Text shown:
Robelle Tech: Is a "Zero Seconaries" Report Good News?

June 2003

Boosting your e3000 productivity

Is a “Zero Secondaries”
Report Good News?

By Bob Green

As a TurboIMAGE user, you probably know that master datasets have primary entries and secondary entries. Primaries are “good” because they can be located in a single disk read. Secondaries are “bad” because you must search down a chain of indeterminate length from the primary to find them. You would run a Howmessy or DBGENERAL report to find out what percentage secondaries you have in each master dataset.

If secondary entries slow down a master dataset, would a “zero secondaries” be ideal?

No! Just the opposite.

If your master dataset has no secondaries, it means that the key values are not hashing randomly. Instead, they are hashing into some regular pattern (usually into adjacent locations). Figure 1 below shows a proper “random” dataset looks like, with P for primary and S for secondary — and what a dataset with no secondaries usually looks like underneath it:

P PP PS P P PSS P P P P
PP P P P PS P P PS PSS PPP
P PS PPP P P P P PP PP PSS P

PPPPPPPPPPPP
PPPPPPPPPPPPP
PPPPPPPPPPPP

In the second example, all the entries are primaries and they are all clustered in one area, with no empty space between them. How could this happen?

The reason for this pattern is usually binary keys and transaction numbers.

Given problem A:
Format the rows as a numbered list, running from the first line of the rows through the line containing "xmin=607 ymin=237 xmax=625 ymax=262". Leave out blank lines and the pictures.

Exercise material:
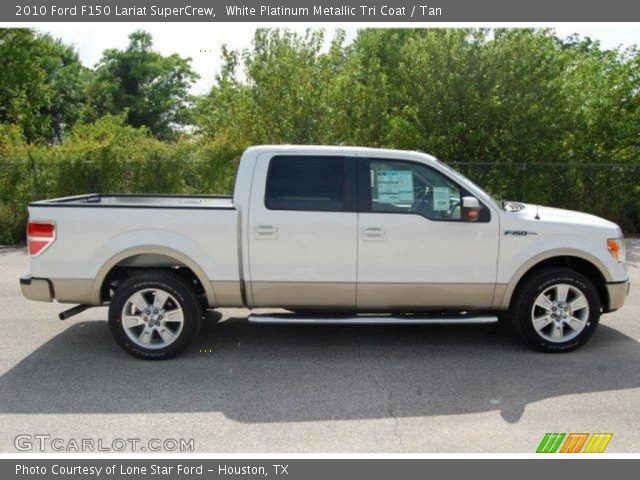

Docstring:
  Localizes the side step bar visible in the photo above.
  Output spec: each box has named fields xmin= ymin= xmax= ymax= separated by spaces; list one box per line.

xmin=247 ymin=314 xmax=498 ymax=325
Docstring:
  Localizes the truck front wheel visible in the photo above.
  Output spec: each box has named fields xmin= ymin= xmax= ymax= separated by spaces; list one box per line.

xmin=509 ymin=268 xmax=601 ymax=353
xmin=109 ymin=271 xmax=202 ymax=360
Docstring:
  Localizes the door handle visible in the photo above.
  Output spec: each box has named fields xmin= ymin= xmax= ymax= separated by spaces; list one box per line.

xmin=362 ymin=227 xmax=385 ymax=242
xmin=253 ymin=225 xmax=278 ymax=240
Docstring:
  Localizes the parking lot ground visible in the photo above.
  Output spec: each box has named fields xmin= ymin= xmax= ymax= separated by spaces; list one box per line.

xmin=0 ymin=240 xmax=640 ymax=452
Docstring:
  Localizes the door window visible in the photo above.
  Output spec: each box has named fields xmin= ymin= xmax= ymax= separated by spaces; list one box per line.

xmin=369 ymin=160 xmax=463 ymax=220
xmin=265 ymin=155 xmax=345 ymax=212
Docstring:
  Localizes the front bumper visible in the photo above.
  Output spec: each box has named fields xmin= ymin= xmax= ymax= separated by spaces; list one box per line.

xmin=20 ymin=275 xmax=53 ymax=302
xmin=607 ymin=280 xmax=631 ymax=312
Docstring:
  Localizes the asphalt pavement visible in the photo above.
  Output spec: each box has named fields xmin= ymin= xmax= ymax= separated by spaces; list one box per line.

xmin=0 ymin=240 xmax=640 ymax=453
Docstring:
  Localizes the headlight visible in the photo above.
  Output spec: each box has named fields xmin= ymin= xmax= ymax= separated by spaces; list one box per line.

xmin=607 ymin=237 xmax=625 ymax=262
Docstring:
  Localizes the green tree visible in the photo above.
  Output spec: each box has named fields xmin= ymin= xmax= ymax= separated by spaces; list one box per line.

xmin=0 ymin=29 xmax=88 ymax=142
xmin=85 ymin=31 xmax=198 ymax=140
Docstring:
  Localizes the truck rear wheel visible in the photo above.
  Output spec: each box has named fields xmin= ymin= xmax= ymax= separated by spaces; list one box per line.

xmin=509 ymin=268 xmax=601 ymax=353
xmin=109 ymin=271 xmax=202 ymax=360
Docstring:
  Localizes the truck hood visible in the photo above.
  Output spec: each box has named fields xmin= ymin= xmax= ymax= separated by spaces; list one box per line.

xmin=510 ymin=203 xmax=620 ymax=232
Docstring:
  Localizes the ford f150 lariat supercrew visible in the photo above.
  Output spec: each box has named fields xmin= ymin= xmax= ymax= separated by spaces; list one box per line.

xmin=20 ymin=146 xmax=629 ymax=359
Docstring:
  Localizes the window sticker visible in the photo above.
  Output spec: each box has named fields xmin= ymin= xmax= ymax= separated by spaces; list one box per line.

xmin=433 ymin=187 xmax=451 ymax=211
xmin=377 ymin=170 xmax=414 ymax=205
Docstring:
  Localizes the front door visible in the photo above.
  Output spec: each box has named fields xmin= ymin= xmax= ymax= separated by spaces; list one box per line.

xmin=357 ymin=158 xmax=499 ymax=310
xmin=248 ymin=155 xmax=358 ymax=308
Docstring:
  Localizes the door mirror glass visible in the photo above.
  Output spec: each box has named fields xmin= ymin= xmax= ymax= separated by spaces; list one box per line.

xmin=462 ymin=197 xmax=482 ymax=222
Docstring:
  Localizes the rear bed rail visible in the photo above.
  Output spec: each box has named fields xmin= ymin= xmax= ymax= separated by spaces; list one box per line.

xmin=29 ymin=193 xmax=235 ymax=210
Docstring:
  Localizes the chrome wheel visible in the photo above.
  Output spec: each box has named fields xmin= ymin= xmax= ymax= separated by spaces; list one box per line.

xmin=122 ymin=288 xmax=184 ymax=349
xmin=531 ymin=283 xmax=589 ymax=343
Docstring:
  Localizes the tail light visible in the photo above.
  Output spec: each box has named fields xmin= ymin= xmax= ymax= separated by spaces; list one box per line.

xmin=27 ymin=221 xmax=56 ymax=257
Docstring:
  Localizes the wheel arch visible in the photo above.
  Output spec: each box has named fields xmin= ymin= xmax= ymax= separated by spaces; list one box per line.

xmin=494 ymin=249 xmax=612 ymax=311
xmin=91 ymin=245 xmax=216 ymax=305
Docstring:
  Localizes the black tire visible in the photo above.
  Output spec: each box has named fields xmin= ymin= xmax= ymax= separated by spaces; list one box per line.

xmin=509 ymin=268 xmax=601 ymax=353
xmin=109 ymin=271 xmax=203 ymax=360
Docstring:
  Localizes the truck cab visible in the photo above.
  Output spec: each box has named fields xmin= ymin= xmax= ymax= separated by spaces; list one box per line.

xmin=22 ymin=145 xmax=629 ymax=358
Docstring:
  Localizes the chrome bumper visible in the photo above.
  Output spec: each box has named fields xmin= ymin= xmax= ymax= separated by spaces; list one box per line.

xmin=607 ymin=280 xmax=631 ymax=312
xmin=20 ymin=275 xmax=53 ymax=302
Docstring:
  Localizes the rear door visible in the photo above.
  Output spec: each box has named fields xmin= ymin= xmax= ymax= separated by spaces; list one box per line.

xmin=248 ymin=154 xmax=358 ymax=308
xmin=357 ymin=158 xmax=499 ymax=310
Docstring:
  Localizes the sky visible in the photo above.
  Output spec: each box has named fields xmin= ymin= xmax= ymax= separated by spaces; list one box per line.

xmin=25 ymin=23 xmax=640 ymax=94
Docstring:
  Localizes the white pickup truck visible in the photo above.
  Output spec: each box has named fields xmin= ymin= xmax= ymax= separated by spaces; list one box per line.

xmin=20 ymin=146 xmax=629 ymax=359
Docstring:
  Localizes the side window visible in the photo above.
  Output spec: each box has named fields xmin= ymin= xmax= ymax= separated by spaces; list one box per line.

xmin=265 ymin=155 xmax=345 ymax=212
xmin=369 ymin=160 xmax=463 ymax=220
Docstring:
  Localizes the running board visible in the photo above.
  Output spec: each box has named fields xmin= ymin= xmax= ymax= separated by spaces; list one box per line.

xmin=247 ymin=314 xmax=498 ymax=325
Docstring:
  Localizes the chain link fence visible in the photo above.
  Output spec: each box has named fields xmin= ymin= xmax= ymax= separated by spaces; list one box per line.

xmin=0 ymin=159 xmax=640 ymax=244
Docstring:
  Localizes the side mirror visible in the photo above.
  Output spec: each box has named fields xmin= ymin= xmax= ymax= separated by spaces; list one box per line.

xmin=462 ymin=197 xmax=482 ymax=222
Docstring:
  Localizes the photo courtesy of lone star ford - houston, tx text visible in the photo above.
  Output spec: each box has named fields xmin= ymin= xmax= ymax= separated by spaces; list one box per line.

xmin=0 ymin=0 xmax=640 ymax=480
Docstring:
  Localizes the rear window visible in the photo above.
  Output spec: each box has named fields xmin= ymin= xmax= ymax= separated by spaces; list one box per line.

xmin=265 ymin=156 xmax=345 ymax=212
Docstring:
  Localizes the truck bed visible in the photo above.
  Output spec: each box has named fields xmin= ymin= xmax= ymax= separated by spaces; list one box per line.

xmin=29 ymin=193 xmax=233 ymax=209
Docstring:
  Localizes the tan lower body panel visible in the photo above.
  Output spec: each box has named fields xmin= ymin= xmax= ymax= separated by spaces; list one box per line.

Given problem B:
In the "Zero Secondaries" article, rewrite the passage from "As a TurboIMAGE" to "Just the opposite.", replacing "disk read" with "disk access".

Task result A:
1. Docstring:
2.   Localizes the side step bar visible in the photo above.
3.   Output spec: each box has named fields xmin= ymin= xmax= ymax= separated by spaces; list one box per line.
4. xmin=247 ymin=314 xmax=498 ymax=325
5. Docstring:
6.   Localizes the truck front wheel visible in the photo above.
7.   Output spec: each box has named fields xmin= ymin= xmax= ymax= separated by spaces; list one box per line.
8. xmin=509 ymin=268 xmax=601 ymax=353
9. xmin=109 ymin=271 xmax=202 ymax=360
10. Docstring:
11.   Localizes the door handle visible in the photo above.
12.   Output spec: each box has named fields xmin= ymin= xmax= ymax= separated by spaces; list one box per line.
13. xmin=362 ymin=227 xmax=385 ymax=242
14. xmin=253 ymin=225 xmax=278 ymax=240
15. Docstring:
16.   Localizes the parking lot ground visible in the photo above.
17.   Output spec: each box has named fields xmin= ymin= xmax= ymax= separated by spaces; list one box per line.
18. xmin=0 ymin=240 xmax=640 ymax=452
19. Docstring:
20.   Localizes the door window visible in the photo above.
21.   Output spec: each box has named fields xmin= ymin= xmax= ymax= separated by spaces; list one box per line.
22. xmin=369 ymin=160 xmax=463 ymax=220
23. xmin=265 ymin=155 xmax=345 ymax=212
24. Docstring:
25.   Localizes the front bumper visible in the photo above.
26.   Output spec: each box has named fields xmin= ymin= xmax= ymax= separated by spaces; list one box per line.
27. xmin=20 ymin=275 xmax=53 ymax=302
28. xmin=607 ymin=280 xmax=631 ymax=312
29. Docstring:
30.   Localizes the asphalt pavement visible in the photo above.
31.   Output spec: each box has named fields xmin= ymin= xmax= ymax= separated by spaces; list one box per line.
32. xmin=0 ymin=240 xmax=640 ymax=453
33. Docstring:
34.   Localizes the headlight visible in the photo above.
35.   Output spec: each box has named fields xmin= ymin= xmax= ymax= separated by spaces; list one box per line.
36. xmin=607 ymin=237 xmax=625 ymax=262

Task result B:
As a TurboIMAGE user, you probably know that master datasets have primary entries and secondary entries. Primaries are “good” because they can be located in a single disk access. Secondaries are “bad” because you must search down a chain of indeterminate length from the primary to find them. You would run a Howmessy or DBGENERAL report to find out what percentage secondaries you have in each master dataset.

If secondary entries slow down a master dataset, would a “zero secondaries” be ideal?

No! Just the opposite.